#### [TRECHO DO TEXTO]
O PSL começou o ano com o desafio de transformar-se em um partido político de fato após ter conquistado mandatos improváveis a bordo da onda formada pela eleição do presidente Jair Bolsonaro, com inédito endosso entre os catarinenses. No entanto, as diferenças e divergências começaram a surgir logo em janeiro, quando Lucas Esmeraldino, derrotado na disputa pelo Senado, tentou manter os deputados federais eleitos fora da executiva estadual da sigla. O primeiro racha acabou contornado, mas outras arestas foram surgindo, especialmente nas entrevistas em que o governador Carlos Moisés pontuava suas diferenças em relação Jair Bolsonaro – no Estadão, na Folha e na Veja. Nessa época, surgiram os pouco esclarecidos pedidos de expulsão dos deputados estaduais Ana Campagnolo e Jessé Lopes, os mais críticos a Moisés. Assim, foi se definindo em Santa Catarina a mesma ruptura que se desenhava em plano nacional entre os chamados bolsonaristas e a ala dos parlamentares ligados ao presidente nacional da legenda, Luciano Bivar. Ao fim, Bolsonaro deixou o PSL para abraçar o projeto de criação do Aliança, enquanto Moisés não só ficou como foi escolhido presidente de honra do partido no Estado. Agora, é cada um por si. Especialmente na Alesc, onde Moisés só conta com dois dos seis eleitos pelo PSL.
Saída do MDB, ingresso no DEM, Operação Chabu: o ano movimentado de Gean Loureiro

No ano em que preparou o terreno para sua candidatura à reeleição como prefeito de Florianópolis, Gean Loureiro viveu dois momentos marcantes – um voluntário, outro não. Em maio, ele decidiu deixar o MDB, apontando como justificava o desgaste nacional da tradicional legenda política. Anunciou que ia focar na gestão e que só escolheria nova legenda no final do ano. Poucos dias depois, acabou alvo da Operação Chabu, da Polícia Federal, que investiga vazamentos de investigações da instituição em Santa Catarina. Passou um dia preso preventivamente, liberado após depoimento, e chegou a ficar uma semana afastado do cargo. Após o incidente, intensificou uma agenda de inauguração de obras e as conversas políticas para filiação a nova legenda. Depois de conversas com Republicanos, Podemos e PSDB, fechou com o DEM em novembro. Dias depois, a Chabu voltou a assombrar, com o indiciamento da PF no inquérito final. Gean nega envolvimento com a quadrilha que vazava as investigações e mantém o ritmo de inaugurações, enquanto espera a decisão da Justiça de aceitar ou não a denúncia que pode torná-lo réu. Certo é que o caso deve ser explorado pelos adversários na campanha eleitoral.

Linhas de um conjunto de dados
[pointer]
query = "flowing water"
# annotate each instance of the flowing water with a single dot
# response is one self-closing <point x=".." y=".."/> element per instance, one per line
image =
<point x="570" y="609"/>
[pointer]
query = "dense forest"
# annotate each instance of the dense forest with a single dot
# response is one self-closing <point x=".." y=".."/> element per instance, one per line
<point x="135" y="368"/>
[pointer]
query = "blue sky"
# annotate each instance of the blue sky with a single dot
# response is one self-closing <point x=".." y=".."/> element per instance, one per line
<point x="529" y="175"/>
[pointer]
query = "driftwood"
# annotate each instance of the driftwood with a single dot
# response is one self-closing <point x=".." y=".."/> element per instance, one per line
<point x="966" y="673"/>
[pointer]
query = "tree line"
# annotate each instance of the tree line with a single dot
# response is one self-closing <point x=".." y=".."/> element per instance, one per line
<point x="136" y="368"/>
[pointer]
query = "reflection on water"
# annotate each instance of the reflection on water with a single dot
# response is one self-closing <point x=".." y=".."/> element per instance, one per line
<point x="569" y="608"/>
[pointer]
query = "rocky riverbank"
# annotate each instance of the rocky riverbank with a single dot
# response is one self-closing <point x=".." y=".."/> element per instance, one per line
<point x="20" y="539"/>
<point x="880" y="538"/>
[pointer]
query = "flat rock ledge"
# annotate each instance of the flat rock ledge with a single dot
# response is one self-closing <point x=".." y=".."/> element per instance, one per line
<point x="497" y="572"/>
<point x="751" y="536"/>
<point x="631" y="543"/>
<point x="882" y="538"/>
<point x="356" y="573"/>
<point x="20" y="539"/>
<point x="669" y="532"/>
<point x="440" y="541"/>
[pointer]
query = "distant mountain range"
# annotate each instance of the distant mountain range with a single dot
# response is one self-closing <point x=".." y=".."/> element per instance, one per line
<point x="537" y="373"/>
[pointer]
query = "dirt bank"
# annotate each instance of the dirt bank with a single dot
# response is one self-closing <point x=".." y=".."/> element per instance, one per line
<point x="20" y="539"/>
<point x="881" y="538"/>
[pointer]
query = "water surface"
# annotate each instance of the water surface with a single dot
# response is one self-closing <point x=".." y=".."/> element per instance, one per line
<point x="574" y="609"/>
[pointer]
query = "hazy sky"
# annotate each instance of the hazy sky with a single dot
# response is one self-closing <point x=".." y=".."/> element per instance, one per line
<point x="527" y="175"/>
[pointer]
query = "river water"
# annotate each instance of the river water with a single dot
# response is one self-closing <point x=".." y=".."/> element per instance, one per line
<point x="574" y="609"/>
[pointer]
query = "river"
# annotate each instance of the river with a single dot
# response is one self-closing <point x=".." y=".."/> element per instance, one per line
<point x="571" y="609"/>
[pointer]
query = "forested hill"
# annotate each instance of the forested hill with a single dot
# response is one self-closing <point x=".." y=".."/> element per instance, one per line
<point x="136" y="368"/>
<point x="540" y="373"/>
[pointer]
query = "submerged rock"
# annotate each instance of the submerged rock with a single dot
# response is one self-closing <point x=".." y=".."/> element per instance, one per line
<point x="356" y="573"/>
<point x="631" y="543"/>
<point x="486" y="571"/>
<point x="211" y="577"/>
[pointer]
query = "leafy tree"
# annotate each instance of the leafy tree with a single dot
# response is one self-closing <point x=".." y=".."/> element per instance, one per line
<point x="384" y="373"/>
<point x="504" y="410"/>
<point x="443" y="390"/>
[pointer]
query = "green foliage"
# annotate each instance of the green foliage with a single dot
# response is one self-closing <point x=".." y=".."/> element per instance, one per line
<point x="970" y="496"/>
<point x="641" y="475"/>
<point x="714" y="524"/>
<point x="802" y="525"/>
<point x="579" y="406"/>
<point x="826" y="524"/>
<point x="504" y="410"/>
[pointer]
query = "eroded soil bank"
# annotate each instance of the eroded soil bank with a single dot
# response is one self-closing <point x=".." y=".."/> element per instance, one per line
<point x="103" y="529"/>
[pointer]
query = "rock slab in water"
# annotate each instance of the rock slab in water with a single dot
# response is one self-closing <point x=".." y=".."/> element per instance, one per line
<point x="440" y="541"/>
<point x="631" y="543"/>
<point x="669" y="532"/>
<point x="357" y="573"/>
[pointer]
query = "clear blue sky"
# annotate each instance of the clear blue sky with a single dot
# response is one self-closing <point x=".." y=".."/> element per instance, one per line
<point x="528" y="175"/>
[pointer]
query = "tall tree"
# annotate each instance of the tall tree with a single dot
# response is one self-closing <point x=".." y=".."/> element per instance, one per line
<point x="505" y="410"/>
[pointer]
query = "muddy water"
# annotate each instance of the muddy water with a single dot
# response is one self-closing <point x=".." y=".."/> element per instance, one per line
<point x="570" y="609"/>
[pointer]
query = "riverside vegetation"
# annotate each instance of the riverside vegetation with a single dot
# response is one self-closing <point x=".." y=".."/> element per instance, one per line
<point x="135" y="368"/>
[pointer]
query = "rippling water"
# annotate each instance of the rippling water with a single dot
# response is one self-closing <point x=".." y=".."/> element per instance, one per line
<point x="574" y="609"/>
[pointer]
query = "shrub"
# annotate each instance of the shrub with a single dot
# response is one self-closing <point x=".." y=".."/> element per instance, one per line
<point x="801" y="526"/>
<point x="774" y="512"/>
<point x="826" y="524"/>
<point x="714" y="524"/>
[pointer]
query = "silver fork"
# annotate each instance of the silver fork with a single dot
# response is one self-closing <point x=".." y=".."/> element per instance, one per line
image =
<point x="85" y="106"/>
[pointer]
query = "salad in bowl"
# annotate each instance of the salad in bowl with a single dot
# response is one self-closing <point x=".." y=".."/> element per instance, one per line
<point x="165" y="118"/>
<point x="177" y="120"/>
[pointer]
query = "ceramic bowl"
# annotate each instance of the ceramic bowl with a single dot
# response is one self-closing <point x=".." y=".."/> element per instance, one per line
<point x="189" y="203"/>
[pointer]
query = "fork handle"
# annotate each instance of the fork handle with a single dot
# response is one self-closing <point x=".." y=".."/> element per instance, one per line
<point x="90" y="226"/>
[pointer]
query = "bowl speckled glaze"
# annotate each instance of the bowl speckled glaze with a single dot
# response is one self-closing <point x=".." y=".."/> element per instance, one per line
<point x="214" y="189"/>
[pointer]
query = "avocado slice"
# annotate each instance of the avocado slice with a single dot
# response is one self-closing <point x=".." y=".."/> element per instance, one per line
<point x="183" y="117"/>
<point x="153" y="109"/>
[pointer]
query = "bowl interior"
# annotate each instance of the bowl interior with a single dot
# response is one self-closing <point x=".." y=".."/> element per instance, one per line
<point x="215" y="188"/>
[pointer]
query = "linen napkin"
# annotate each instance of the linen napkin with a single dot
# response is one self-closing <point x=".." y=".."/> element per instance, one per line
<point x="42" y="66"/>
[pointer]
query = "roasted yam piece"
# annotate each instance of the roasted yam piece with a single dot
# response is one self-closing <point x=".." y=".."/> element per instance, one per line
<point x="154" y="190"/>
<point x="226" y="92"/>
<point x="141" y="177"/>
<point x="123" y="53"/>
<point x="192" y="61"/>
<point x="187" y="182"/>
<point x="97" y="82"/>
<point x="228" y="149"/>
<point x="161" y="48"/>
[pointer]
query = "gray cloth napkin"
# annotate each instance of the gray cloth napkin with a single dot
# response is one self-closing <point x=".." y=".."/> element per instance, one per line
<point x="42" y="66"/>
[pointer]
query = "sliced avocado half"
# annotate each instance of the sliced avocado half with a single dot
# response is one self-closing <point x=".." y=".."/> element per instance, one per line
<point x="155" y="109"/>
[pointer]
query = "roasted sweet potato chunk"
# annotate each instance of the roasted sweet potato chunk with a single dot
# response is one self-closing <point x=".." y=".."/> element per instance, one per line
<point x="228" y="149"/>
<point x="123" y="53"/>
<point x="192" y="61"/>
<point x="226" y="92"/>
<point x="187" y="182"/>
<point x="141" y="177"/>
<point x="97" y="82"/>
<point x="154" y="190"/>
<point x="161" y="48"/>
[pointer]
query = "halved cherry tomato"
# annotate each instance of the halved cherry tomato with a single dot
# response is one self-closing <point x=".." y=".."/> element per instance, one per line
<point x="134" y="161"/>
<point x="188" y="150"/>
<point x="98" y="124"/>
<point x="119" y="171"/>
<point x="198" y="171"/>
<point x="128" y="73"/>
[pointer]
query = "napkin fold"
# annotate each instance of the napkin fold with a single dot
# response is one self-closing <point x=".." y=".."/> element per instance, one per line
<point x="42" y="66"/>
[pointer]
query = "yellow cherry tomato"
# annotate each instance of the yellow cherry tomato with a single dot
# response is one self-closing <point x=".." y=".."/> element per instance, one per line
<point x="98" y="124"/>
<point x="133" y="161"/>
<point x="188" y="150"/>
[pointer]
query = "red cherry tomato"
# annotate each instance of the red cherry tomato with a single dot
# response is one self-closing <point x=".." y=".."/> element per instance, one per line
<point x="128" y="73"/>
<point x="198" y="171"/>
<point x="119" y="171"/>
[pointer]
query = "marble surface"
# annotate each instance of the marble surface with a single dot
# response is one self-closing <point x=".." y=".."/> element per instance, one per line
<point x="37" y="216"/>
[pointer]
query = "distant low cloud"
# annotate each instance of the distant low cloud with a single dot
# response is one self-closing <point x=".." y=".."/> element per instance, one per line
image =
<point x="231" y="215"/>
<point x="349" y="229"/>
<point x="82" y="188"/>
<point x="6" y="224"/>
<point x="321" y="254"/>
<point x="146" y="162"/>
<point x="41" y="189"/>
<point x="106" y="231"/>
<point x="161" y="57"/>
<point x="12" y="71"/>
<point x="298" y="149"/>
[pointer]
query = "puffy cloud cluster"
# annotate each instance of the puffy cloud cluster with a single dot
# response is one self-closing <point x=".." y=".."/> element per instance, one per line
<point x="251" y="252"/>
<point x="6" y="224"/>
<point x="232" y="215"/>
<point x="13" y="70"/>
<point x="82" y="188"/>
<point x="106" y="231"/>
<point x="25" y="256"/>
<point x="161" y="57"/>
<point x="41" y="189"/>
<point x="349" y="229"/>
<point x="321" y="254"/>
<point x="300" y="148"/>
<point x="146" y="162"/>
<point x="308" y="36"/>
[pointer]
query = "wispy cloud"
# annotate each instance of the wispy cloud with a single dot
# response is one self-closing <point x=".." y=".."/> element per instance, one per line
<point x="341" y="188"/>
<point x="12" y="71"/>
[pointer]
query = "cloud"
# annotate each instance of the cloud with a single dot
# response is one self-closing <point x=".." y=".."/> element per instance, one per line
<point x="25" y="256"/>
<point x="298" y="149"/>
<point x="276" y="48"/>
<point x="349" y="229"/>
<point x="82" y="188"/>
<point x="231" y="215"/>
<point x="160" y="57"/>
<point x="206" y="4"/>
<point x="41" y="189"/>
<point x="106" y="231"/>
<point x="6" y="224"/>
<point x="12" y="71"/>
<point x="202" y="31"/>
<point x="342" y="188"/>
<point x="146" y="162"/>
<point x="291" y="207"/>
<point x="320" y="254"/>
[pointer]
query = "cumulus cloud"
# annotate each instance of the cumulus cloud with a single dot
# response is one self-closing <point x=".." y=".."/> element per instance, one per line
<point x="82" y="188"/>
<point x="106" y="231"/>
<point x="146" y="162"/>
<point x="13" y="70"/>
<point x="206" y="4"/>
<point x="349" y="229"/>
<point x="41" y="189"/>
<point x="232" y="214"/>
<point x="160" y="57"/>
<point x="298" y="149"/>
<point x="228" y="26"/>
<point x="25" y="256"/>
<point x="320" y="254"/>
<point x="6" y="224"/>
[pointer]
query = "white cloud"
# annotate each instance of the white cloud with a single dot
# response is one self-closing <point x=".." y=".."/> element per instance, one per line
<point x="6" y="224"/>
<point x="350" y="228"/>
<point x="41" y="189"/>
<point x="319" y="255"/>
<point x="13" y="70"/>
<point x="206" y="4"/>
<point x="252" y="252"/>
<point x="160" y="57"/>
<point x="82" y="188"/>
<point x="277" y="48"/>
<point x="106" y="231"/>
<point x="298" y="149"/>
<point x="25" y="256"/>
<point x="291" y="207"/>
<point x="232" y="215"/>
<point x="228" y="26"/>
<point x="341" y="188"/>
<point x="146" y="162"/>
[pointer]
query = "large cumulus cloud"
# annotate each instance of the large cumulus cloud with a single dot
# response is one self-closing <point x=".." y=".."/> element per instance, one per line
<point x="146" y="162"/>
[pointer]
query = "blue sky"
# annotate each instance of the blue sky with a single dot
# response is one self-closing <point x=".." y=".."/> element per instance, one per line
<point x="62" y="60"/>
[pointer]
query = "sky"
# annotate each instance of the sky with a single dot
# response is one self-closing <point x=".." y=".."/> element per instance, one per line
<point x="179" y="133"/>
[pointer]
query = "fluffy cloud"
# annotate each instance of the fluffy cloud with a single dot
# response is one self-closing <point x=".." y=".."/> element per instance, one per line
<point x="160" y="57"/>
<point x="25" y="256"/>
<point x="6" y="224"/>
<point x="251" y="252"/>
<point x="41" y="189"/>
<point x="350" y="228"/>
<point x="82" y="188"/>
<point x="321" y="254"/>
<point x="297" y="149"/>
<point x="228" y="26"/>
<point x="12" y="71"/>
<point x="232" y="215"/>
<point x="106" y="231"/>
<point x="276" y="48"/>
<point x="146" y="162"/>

#### [EXERCÍCIO PROPOSTO 1]
De acordo com o trecho, a qual partido Gean Loureiro se filiou em novembro?
#### [EXERCÍCIO PROPOSTO 2]
Indique se cada afirmação está de acordo com o trecho, respondendo sim ou não e citando as palavras decisivas: (a) Gean Loureiro decidiu deixar o MDB em maio. (b) Gean Loureiro ficou um mês afastado do cargo. (c) Na Alesc, Moisés conta com quatro dos seis eleitos pelo PSL.
#### [EXERCÍCIO PROPOSTO 3]
Traduza para o inglês esta frase do trecho: "Ao fim, Bolsonaro deixou o PSL para abraçar o projeto de criação do Aliança, enquanto Moisés não só ficou como foi escolhido presidente de honra do partido no Estado."
As linhas não são utilizadas neste exercício.

#### [RESPOSTA CONCLUÍDA 1]
Ao DEM.

#### [RESPOSTA CONCLUÍDA 2]
(a) Sim: "Em maio, ele decidiu deixar o MDB".
(b) Não: "chegou a ficar uma semana afastado do cargo".
(c) Não: "Moisés só conta com dois dos seis eleitos pelo PSL".

#### [RESPOSTA CONCLUÍDA 3]
In the end, Bolsonaro left the PSL to embrace the project of creating Aliança, while Moisés not only stayed but was chosen as the party's honorary president in the state.